__TASK ITEM__: Once you find the line that contains "[indicate] glass window" in the entries below, give it again along with every following line, unchanged, through the final one.

⁂

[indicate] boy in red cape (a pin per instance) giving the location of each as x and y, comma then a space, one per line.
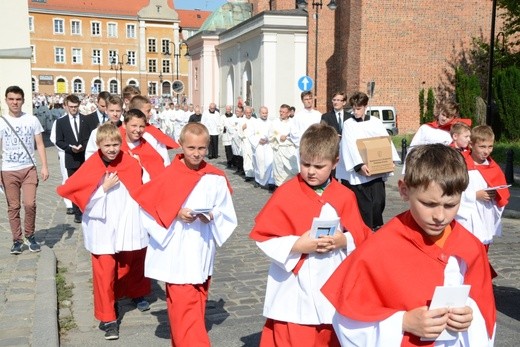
297, 313
382, 291
189, 212
103, 188
481, 207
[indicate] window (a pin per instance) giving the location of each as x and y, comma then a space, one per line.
152, 46
166, 66
165, 46
77, 56
112, 29
152, 65
112, 57
131, 57
77, 86
59, 55
96, 57
95, 28
152, 88
59, 26
113, 87
75, 27
130, 31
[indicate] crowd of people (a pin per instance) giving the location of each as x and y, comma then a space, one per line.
339, 274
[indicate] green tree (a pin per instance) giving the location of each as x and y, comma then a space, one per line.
467, 89
506, 93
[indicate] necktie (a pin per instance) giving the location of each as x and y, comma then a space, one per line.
76, 128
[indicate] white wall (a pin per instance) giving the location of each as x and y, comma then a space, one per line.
15, 50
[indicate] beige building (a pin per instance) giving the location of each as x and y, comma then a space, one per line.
106, 46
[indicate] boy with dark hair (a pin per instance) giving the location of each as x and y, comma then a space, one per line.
19, 132
353, 172
483, 201
382, 291
297, 313
103, 188
189, 212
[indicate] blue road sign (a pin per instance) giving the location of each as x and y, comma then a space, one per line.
305, 83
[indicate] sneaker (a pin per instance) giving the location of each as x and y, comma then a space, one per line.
17, 247
141, 304
32, 244
111, 331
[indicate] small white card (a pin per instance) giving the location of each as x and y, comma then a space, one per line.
448, 296
325, 227
504, 186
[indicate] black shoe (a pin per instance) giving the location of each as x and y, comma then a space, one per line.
17, 247
111, 330
32, 244
141, 304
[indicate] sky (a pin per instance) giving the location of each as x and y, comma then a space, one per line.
206, 5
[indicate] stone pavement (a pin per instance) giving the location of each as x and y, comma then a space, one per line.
234, 316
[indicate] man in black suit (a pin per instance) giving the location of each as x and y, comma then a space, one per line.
338, 115
100, 115
72, 133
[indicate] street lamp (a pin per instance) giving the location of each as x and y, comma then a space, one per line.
489, 109
317, 6
117, 65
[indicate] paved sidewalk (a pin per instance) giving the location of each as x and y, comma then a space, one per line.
234, 315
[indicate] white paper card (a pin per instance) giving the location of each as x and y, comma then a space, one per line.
448, 296
325, 227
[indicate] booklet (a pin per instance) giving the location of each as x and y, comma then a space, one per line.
504, 186
325, 227
448, 296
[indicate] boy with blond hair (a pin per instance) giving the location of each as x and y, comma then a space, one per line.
296, 311
382, 291
103, 188
483, 201
461, 136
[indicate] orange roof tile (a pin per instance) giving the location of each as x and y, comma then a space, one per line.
108, 7
192, 18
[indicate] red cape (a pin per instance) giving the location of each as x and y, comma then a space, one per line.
275, 219
493, 176
79, 187
163, 196
148, 156
161, 137
398, 268
448, 125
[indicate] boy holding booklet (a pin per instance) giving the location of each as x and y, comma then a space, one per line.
297, 313
382, 291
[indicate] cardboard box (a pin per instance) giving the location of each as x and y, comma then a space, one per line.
376, 153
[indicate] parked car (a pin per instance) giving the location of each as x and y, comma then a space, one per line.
388, 116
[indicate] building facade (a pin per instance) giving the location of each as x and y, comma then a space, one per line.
106, 46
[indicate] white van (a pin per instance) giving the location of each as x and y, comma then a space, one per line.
388, 116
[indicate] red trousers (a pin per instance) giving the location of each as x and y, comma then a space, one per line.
186, 309
115, 276
284, 334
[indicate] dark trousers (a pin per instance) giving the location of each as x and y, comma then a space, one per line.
213, 147
75, 208
371, 197
229, 155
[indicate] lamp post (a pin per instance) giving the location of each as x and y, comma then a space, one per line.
489, 109
117, 65
317, 6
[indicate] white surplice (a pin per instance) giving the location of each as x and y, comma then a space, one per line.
297, 298
262, 153
184, 253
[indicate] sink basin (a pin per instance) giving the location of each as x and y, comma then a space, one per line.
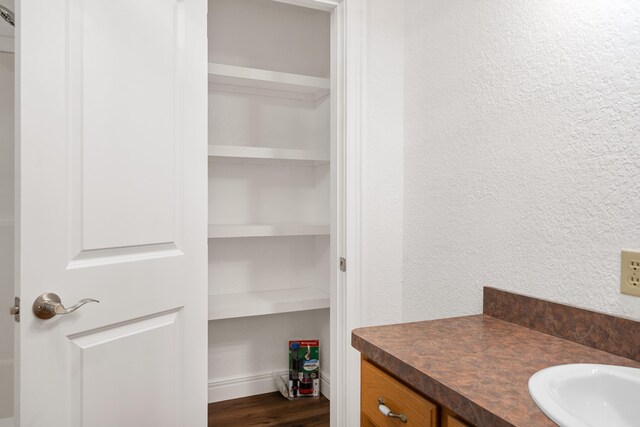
585, 395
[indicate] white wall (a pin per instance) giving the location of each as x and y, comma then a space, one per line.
6, 231
522, 152
382, 164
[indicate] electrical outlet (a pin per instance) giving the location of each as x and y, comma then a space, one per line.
630, 273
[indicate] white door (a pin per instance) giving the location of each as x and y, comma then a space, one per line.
111, 102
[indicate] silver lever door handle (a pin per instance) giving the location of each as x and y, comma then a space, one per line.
48, 305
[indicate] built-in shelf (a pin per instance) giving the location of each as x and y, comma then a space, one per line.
271, 83
238, 153
230, 306
266, 230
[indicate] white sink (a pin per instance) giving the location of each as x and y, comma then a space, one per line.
585, 395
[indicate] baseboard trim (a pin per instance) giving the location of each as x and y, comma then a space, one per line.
243, 386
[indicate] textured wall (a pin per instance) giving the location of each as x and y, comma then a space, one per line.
522, 152
382, 164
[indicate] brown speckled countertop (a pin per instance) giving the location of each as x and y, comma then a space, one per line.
477, 366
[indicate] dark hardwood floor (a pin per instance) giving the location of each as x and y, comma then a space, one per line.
270, 409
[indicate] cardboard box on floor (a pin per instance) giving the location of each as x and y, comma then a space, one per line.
304, 368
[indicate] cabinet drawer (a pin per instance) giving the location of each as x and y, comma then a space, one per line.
397, 397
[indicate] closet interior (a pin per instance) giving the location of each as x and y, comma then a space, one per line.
271, 179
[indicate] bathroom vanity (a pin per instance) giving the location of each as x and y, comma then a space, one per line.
474, 370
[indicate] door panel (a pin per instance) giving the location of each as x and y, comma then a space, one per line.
105, 373
124, 76
112, 206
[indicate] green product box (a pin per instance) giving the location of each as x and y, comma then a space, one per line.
304, 368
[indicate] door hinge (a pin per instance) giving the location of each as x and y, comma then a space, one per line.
15, 310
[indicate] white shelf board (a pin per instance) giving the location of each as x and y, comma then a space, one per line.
266, 230
230, 306
237, 153
295, 86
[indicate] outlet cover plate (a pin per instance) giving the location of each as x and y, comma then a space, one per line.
630, 273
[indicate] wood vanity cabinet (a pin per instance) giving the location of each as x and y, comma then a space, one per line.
377, 384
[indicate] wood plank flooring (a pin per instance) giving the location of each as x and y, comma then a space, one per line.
270, 409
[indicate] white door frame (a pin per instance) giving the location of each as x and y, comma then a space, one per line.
349, 31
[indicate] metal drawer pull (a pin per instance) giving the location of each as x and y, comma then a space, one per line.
387, 412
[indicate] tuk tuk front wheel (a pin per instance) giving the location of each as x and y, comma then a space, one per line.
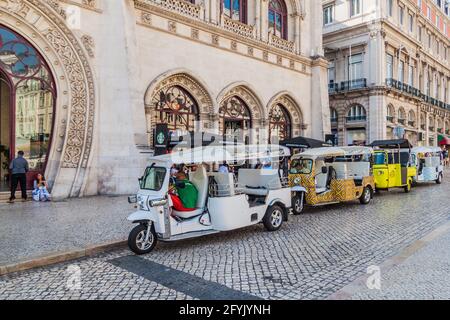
139, 243
273, 220
408, 187
298, 203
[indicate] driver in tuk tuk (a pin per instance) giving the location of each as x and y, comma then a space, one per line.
186, 196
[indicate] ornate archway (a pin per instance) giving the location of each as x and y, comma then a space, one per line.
27, 102
280, 124
179, 100
74, 108
293, 111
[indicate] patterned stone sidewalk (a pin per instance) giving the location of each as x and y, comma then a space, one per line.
425, 275
33, 229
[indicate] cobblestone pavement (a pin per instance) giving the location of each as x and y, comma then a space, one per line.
424, 275
33, 229
311, 257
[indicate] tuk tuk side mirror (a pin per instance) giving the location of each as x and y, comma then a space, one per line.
132, 199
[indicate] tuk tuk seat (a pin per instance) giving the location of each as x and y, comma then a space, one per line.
199, 179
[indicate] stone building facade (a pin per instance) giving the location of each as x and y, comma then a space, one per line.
85, 82
389, 69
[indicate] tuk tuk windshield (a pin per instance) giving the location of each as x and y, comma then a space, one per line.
153, 178
301, 166
379, 158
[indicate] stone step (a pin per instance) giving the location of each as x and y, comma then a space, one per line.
4, 196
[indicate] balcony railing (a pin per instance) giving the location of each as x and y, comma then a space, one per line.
333, 87
239, 27
179, 6
404, 87
280, 43
356, 118
392, 83
354, 84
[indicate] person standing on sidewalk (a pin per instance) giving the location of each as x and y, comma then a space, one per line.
19, 167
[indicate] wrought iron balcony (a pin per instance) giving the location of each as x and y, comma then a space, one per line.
404, 87
356, 118
333, 87
353, 84
392, 83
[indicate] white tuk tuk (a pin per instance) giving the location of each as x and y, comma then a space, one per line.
224, 202
429, 164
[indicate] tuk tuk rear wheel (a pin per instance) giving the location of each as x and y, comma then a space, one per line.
298, 204
273, 220
366, 196
136, 239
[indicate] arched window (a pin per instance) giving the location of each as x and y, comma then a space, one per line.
411, 118
440, 125
235, 9
280, 127
27, 102
390, 113
356, 113
401, 116
177, 108
235, 118
278, 18
333, 115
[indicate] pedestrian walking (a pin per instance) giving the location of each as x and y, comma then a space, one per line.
19, 168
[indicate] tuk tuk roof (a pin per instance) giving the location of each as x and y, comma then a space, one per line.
392, 144
334, 152
425, 150
227, 153
303, 142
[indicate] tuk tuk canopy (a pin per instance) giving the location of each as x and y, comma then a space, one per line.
228, 153
392, 144
305, 143
335, 152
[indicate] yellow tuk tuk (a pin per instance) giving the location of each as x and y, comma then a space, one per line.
331, 175
393, 166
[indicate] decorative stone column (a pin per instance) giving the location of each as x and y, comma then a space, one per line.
320, 106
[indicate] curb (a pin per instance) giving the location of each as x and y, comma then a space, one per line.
54, 258
359, 284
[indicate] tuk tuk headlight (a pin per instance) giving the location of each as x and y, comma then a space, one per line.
132, 199
141, 203
157, 202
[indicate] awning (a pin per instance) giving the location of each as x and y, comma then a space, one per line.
444, 141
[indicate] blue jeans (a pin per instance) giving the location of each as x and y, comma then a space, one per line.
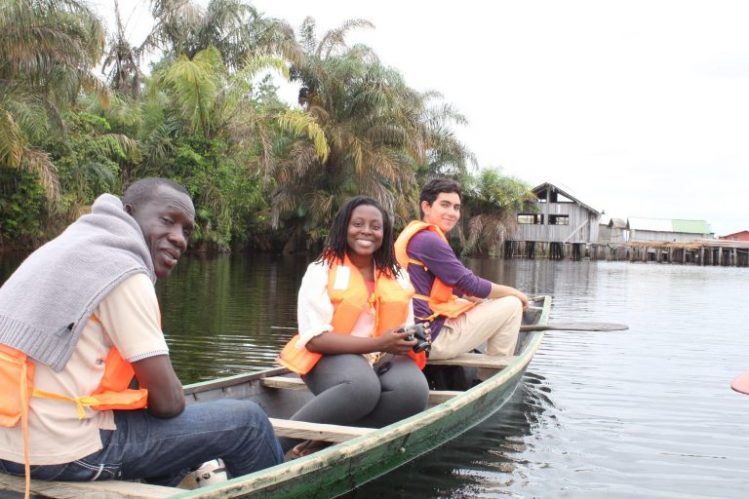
163, 451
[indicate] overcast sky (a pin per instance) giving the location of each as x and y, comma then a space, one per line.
638, 108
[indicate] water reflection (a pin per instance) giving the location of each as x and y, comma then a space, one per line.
480, 463
218, 312
644, 413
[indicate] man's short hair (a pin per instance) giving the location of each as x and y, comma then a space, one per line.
434, 187
144, 190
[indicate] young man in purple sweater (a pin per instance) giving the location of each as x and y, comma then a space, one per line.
489, 313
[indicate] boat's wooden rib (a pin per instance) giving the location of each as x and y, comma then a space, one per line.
475, 360
295, 383
286, 382
316, 431
86, 490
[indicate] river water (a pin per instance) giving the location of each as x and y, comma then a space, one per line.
646, 412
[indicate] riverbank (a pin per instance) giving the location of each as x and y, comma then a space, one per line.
715, 252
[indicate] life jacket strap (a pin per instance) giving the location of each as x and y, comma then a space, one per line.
80, 402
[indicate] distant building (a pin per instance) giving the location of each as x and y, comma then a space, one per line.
737, 236
666, 229
561, 218
613, 230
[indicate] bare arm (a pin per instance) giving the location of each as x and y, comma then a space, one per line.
390, 341
165, 396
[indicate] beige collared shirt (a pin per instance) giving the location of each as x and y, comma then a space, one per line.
129, 318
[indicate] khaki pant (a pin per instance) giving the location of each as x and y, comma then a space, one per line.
495, 322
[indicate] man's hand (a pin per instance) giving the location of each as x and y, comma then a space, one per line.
500, 291
165, 396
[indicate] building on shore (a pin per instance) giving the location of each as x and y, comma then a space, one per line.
560, 226
666, 229
736, 236
613, 230
563, 227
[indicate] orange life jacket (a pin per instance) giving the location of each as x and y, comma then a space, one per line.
350, 297
17, 385
17, 388
441, 299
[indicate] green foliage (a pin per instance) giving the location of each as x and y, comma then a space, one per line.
490, 201
261, 174
22, 207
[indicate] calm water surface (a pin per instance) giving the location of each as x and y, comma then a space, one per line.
642, 413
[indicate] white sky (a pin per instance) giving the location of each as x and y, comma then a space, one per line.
638, 108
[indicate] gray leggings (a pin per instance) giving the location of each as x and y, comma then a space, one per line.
349, 391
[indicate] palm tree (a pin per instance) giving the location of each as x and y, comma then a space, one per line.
381, 134
222, 127
491, 201
125, 75
235, 28
47, 51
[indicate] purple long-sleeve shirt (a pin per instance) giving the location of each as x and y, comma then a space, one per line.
440, 261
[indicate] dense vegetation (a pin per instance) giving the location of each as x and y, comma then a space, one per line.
264, 175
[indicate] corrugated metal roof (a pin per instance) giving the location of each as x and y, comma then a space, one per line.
670, 225
655, 224
549, 185
691, 226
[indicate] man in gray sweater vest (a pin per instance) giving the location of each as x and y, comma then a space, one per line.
78, 307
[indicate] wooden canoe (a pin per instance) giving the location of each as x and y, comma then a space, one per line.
359, 454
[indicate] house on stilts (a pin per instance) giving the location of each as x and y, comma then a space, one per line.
561, 226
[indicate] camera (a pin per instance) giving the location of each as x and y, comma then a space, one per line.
417, 332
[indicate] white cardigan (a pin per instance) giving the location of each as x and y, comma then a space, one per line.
315, 310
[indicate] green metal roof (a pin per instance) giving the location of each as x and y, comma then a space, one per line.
690, 226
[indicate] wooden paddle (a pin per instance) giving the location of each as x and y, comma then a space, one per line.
575, 326
741, 383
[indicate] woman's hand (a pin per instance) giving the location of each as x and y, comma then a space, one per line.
394, 341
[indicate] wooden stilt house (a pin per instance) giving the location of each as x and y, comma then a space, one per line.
561, 225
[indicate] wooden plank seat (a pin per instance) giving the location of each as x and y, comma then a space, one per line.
295, 383
475, 360
316, 431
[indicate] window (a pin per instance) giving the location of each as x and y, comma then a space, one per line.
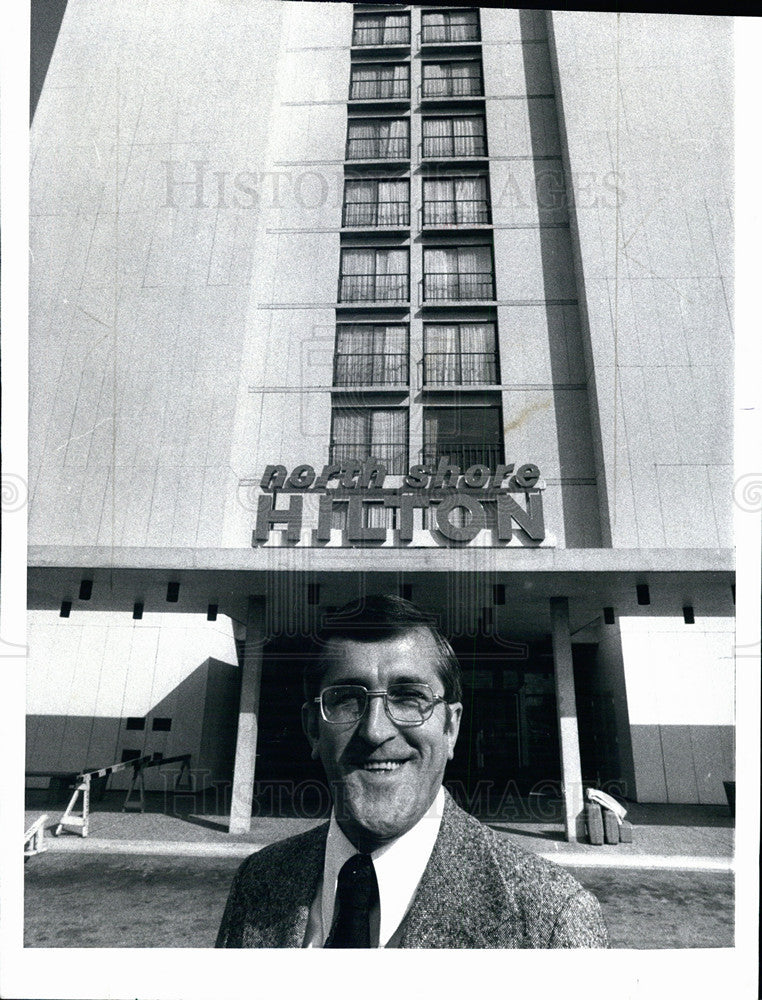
459, 354
378, 139
376, 203
362, 433
461, 135
371, 275
450, 26
457, 274
461, 78
468, 435
371, 354
384, 81
455, 201
381, 29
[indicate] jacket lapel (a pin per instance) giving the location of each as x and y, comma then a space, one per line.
460, 901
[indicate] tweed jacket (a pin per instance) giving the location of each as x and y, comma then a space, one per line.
478, 891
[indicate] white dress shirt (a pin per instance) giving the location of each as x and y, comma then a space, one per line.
399, 866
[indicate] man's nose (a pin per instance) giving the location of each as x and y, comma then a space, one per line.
376, 725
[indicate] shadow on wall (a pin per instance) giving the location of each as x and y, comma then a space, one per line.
199, 716
581, 513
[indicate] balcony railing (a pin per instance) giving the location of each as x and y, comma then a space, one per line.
375, 36
456, 213
377, 148
376, 213
464, 455
370, 369
448, 146
460, 369
379, 90
454, 86
462, 287
392, 454
374, 288
433, 33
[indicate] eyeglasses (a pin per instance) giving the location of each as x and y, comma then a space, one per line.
405, 704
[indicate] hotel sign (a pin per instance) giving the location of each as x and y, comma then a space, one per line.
355, 486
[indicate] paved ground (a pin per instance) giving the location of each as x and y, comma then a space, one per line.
159, 880
141, 901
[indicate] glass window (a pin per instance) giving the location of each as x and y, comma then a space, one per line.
371, 354
458, 274
385, 81
360, 433
455, 201
468, 435
378, 139
376, 203
456, 135
369, 274
460, 354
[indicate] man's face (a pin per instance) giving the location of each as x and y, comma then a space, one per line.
383, 776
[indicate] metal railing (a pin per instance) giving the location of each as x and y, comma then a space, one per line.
388, 35
379, 90
464, 455
453, 86
461, 287
376, 213
374, 288
460, 212
378, 148
392, 454
370, 369
450, 33
465, 146
465, 368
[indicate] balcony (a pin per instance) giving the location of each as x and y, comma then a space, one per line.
463, 455
379, 90
391, 454
371, 370
376, 37
451, 87
452, 147
374, 288
476, 286
460, 369
450, 33
378, 148
463, 212
376, 215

⁂

__COMPLETED TASK__:
[indicate] glass window (a pin per instance) giving the location of each as x and y, comma then a space, one per line.
371, 354
458, 274
385, 81
360, 433
455, 201
468, 435
378, 139
376, 203
456, 135
369, 274
460, 354
[indicate] man's face (a pin per instance) giving the location of each as x and y, comma then a space, one per line.
383, 776
[indicate] metal railing (a pin per instance) giving the location of each as x and y, comma then a space, one per line.
388, 35
379, 90
464, 455
453, 86
461, 287
376, 213
374, 288
460, 212
378, 148
392, 454
370, 369
450, 33
465, 146
465, 368
[indicate] balcony (a pin per instance) giving the location of each as x and y, comma then a space, one per line.
463, 455
379, 90
391, 454
371, 370
376, 37
451, 87
452, 147
374, 288
476, 286
460, 369
450, 33
378, 148
463, 212
376, 215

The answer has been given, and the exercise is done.